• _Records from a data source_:
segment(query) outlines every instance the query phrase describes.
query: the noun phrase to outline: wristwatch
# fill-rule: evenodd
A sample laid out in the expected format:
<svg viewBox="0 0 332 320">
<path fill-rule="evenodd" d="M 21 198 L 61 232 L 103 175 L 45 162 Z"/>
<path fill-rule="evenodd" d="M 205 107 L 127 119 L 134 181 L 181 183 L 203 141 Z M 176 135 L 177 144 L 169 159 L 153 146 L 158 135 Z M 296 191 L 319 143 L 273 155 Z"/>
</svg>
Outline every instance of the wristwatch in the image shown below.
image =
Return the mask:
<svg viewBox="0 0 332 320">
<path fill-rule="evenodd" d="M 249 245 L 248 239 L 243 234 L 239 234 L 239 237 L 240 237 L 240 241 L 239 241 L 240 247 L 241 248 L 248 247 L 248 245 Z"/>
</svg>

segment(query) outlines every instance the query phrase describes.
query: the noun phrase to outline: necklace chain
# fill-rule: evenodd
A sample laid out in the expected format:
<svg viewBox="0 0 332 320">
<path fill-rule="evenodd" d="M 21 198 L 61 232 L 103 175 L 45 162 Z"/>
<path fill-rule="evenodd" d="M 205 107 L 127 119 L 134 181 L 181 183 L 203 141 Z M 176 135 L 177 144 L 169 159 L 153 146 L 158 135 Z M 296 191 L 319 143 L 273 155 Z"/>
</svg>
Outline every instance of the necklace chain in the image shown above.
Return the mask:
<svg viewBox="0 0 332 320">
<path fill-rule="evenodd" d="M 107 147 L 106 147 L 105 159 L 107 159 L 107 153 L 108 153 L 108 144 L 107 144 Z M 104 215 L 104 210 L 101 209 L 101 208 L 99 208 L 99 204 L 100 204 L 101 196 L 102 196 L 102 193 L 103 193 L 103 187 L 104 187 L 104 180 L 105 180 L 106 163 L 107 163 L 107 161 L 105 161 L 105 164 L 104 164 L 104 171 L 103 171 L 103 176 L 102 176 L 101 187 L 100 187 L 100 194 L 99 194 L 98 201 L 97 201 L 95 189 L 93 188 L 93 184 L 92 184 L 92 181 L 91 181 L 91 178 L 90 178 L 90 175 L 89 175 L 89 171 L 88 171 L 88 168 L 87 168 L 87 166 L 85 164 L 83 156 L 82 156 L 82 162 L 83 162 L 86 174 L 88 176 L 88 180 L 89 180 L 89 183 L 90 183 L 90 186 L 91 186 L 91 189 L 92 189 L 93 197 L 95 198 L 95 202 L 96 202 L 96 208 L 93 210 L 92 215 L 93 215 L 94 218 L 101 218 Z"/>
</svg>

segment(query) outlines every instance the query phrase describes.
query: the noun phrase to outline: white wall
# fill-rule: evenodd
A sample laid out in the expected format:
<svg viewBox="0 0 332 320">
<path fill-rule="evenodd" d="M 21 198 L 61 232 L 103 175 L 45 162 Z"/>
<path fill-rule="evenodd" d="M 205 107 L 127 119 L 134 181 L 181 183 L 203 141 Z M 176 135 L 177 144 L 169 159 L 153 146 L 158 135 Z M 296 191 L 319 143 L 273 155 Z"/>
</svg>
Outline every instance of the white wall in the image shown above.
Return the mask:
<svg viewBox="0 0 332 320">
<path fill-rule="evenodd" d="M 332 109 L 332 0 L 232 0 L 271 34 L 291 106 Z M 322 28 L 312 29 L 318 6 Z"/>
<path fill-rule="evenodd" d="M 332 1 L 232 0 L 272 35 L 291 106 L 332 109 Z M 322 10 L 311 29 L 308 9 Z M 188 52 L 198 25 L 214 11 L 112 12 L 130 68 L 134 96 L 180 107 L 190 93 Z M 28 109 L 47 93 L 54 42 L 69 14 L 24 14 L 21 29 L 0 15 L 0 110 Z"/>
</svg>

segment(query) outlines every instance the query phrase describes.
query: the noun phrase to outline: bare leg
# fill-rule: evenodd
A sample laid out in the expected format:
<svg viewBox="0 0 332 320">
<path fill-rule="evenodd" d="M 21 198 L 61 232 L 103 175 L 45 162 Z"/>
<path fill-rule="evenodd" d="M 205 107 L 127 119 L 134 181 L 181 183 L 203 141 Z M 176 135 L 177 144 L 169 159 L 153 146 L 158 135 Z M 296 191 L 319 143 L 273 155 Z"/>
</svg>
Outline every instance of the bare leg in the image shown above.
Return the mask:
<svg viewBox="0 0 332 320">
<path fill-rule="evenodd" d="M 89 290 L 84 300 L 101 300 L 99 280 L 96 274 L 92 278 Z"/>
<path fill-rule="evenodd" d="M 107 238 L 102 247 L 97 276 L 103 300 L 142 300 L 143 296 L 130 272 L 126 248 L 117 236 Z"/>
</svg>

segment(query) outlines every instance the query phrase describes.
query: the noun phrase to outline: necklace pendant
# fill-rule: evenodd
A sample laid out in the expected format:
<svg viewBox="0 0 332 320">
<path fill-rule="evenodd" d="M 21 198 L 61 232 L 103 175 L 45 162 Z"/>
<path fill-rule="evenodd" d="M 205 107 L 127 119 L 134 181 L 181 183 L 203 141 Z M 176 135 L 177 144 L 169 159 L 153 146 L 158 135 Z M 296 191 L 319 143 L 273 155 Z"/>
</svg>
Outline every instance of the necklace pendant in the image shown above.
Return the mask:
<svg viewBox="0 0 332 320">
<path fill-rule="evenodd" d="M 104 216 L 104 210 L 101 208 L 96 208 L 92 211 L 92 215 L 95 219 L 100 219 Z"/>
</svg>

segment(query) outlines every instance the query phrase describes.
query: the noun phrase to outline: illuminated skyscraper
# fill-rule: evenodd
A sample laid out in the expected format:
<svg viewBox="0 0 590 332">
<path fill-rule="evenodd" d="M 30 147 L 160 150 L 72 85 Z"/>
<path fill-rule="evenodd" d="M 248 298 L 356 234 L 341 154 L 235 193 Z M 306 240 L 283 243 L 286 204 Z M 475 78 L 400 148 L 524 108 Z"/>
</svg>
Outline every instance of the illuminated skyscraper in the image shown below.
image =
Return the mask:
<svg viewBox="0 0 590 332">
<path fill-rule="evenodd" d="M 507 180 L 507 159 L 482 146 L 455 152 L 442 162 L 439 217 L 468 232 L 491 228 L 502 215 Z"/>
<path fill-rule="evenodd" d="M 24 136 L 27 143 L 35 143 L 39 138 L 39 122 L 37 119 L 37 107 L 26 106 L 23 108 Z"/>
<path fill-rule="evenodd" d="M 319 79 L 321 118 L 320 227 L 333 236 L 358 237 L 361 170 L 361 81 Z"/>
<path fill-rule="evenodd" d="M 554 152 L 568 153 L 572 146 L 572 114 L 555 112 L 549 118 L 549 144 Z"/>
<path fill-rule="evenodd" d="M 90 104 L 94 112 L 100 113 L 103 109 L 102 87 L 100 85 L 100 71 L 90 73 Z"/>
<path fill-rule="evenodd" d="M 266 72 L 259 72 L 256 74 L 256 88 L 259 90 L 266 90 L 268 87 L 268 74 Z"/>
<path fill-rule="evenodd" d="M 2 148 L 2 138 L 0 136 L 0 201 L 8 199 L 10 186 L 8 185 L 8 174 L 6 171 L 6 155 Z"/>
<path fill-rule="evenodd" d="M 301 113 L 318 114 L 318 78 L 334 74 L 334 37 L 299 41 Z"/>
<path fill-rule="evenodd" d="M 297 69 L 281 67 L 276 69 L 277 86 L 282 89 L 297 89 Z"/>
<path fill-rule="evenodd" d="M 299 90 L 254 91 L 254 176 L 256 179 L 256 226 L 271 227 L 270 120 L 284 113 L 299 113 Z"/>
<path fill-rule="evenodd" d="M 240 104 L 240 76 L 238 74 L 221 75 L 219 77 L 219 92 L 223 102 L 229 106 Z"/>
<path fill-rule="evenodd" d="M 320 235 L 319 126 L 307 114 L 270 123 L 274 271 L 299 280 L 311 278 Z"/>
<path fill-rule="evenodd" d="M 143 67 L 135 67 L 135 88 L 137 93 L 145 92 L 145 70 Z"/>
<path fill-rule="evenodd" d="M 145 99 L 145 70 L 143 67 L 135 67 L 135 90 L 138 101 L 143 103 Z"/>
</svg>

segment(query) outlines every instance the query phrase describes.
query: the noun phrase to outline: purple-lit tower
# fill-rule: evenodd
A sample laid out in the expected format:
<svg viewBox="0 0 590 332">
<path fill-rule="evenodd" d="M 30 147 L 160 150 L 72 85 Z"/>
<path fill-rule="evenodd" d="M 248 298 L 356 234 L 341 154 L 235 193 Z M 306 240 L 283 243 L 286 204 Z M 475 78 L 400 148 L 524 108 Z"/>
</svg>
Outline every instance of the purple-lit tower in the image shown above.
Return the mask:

• _Task details_:
In the records, find every line that has the string "purple" and copy it.

• _Exercise response_:
query: the noun phrase to outline: purple-lit tower
Outline every instance of the purple-lit tower in the image shown above.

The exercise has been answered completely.